Task statement:
Please reproduce every line of the data below without the pictures, offsetting each point coordinate in the answers by 106.

Data for this exercise:
>> START

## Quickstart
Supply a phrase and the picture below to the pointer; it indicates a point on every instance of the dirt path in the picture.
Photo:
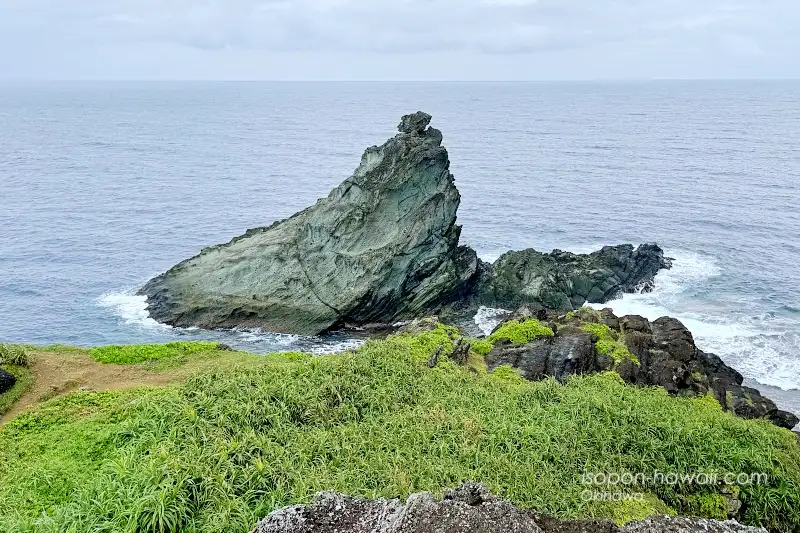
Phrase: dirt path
(57, 374)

>> END

Solution for this exercise:
## Quickstart
Supply a phrase and the picture below to the pointer; it indicates a point on every instance of the dirt path in the picture.
Photo:
Phrase: dirt path
(163, 480)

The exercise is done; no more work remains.